Unjust Justice? The Complex Reality of Plea Bargaining

Makenna Kramer, Apr 11, 2024
feature-top

Modern legal dramas consist of intense cross-examinations and stunning witness confessions. To the untrained eye, hard-fought courtroom showdowns are the norm in the American judicial system. However, the reality of the U.S. court system is far less flashy. Plea bargaining—the system by which prosecutors offer defendants deals that avoid trial often in exchange for a lesser charge or sentence [1]—accounts for 95% of convictions in the U.S. [2], with only 2% of federal criminal cases going to trial [3]. While plea bargaining may appear to be an amoral practice that saves taxpayer resources, the truth is more complex. Critics argue plea bargaining generates a “prisoner’s dilemma” that can incentivize even innocent defendants to plead guilty, corrupting the justice system and harming marginalized groups.

 

Plea bargaining has occurred since the U.S.’s inception but only became a widespread practice during the Prohibition Era. Given the volume of alcohol-related indictments, by 1925, almost 90% of convictions came from plea bargains [4]. Despite the prevalence of plea bargaining, the practice existed outside formal federal law. In the 1960s, a series of Supreme Court rulings transformed plea bargaining into a standardized and constitutionally protected process. 

 

Plea bargaining cases can be divided into two broad categories: those that protect defendants’ liberties and those that maintain prosecutorial discretion. Boykin v. Alabama (1969) and Santobello v. New York (1971) set the precedent that plea agreements must be free from coercion. North Carolina v. Alford (1970) and Brady v. United States (1970) upheld the use of plea bargains even in cases when defendants plead guilty just to avoid the death penalty. The balance between these rulings creates a system tolerated by public defenders and prosecutors alike, thereby implicity endorsing plea bargains as the new judicial norm. Gideon v. Wainwright (1963) affirmed the rights of all defendants to counsel, making the prosecutors’ jobs more difficult. This further incentivized the use of plea bargains as trials became more difficult for prosecutors. These rulings created the plea bargain-dependent status quo.

********

* **Jobs**:
A. Translate this sentence from the plea bargaining article into Spanish: "However, the reality of the U.S. court system is far less flashy."
B. Reproduce the part of the plea bargaining article between "Plea bargaining has" and "constitutionally protected process.", inclusive.
C. According to the plea bargaining article, what share of convictions came from plea bargains by 1925?

********

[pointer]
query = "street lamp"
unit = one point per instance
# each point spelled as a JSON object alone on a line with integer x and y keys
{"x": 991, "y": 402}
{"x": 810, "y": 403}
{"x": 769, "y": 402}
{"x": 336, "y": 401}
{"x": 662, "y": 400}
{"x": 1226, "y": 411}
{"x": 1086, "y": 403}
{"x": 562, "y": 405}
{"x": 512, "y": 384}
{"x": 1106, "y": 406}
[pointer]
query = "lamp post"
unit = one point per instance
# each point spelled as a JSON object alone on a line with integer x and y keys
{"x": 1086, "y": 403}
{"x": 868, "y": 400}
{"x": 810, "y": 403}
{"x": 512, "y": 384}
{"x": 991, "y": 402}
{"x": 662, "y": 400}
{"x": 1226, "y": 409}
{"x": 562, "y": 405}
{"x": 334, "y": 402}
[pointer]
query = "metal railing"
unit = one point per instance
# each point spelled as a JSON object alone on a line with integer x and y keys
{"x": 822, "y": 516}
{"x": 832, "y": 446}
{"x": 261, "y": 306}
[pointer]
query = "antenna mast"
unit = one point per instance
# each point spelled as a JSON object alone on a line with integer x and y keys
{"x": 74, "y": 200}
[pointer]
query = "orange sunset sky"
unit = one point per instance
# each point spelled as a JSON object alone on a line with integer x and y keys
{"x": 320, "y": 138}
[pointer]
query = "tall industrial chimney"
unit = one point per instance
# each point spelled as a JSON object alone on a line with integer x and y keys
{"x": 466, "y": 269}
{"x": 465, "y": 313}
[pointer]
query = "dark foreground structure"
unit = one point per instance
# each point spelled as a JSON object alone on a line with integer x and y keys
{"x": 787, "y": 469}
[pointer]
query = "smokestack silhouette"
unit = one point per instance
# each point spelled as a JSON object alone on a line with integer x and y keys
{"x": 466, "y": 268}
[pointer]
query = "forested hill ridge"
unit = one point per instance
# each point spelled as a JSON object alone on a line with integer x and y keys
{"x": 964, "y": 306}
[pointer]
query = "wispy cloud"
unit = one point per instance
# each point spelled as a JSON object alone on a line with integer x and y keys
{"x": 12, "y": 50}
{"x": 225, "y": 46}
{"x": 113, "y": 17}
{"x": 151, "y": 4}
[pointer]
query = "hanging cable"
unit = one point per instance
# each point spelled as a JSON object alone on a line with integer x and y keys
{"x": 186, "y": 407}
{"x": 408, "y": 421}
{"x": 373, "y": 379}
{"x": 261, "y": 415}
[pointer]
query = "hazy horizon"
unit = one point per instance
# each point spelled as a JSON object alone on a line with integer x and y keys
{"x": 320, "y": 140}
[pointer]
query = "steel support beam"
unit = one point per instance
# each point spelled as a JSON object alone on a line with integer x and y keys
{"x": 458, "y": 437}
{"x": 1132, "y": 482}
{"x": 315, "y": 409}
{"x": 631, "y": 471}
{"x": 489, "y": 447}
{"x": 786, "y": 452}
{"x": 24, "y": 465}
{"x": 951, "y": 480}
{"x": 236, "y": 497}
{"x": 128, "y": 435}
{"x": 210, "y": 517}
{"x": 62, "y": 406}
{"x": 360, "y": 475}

********

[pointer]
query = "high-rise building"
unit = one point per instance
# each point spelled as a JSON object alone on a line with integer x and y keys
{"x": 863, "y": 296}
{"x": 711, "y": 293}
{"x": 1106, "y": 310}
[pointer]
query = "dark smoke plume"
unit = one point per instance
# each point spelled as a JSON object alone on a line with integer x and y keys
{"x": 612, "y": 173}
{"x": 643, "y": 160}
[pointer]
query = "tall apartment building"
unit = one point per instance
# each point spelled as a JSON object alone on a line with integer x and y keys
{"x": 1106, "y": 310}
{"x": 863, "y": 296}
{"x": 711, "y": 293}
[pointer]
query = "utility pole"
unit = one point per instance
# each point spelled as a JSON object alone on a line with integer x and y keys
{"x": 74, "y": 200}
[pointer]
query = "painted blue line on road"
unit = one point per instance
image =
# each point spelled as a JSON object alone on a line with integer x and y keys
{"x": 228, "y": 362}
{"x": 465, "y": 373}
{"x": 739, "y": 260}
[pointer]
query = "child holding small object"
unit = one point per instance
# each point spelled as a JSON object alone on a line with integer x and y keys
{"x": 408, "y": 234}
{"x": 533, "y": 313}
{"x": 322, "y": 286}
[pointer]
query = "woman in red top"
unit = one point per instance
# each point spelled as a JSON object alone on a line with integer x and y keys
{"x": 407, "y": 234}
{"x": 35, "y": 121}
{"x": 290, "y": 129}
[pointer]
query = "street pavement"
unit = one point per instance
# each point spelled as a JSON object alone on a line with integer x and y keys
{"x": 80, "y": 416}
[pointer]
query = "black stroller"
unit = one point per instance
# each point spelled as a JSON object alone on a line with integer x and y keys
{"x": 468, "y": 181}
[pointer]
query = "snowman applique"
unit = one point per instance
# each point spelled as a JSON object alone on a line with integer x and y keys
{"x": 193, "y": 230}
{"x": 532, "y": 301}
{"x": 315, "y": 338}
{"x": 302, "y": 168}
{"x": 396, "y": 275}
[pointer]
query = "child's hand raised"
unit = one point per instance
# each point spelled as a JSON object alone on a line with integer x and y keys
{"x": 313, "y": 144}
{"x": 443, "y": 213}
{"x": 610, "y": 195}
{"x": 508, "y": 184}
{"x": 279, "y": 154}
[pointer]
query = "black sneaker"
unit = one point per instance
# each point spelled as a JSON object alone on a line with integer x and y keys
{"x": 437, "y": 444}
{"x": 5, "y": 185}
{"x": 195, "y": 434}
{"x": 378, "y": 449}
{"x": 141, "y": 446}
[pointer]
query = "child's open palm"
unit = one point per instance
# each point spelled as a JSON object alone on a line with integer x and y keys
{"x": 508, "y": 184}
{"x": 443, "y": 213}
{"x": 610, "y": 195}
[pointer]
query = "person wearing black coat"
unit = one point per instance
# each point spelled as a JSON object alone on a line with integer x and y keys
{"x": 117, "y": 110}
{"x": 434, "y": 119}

********

* **The answers**:
A. Sin embargo, la realidad del sistema judicial de EE. UU. es mucho menos llamativa.

B.
Plea bargaining has occurred since the U.S.’s inception but only became a widespread practice during the Prohibition Era. Given the volume of alcohol-related indictments, by 1925, almost 90% of convictions came from plea bargains [4]. Despite the prevalence of plea bargaining, the practice existed outside formal federal law. In the 1960s, a series of Supreme Court rulings transformed plea bargaining into a standardized and constitutionally protected process.

C. Almost 90% of convictions came from plea bargains by 1925.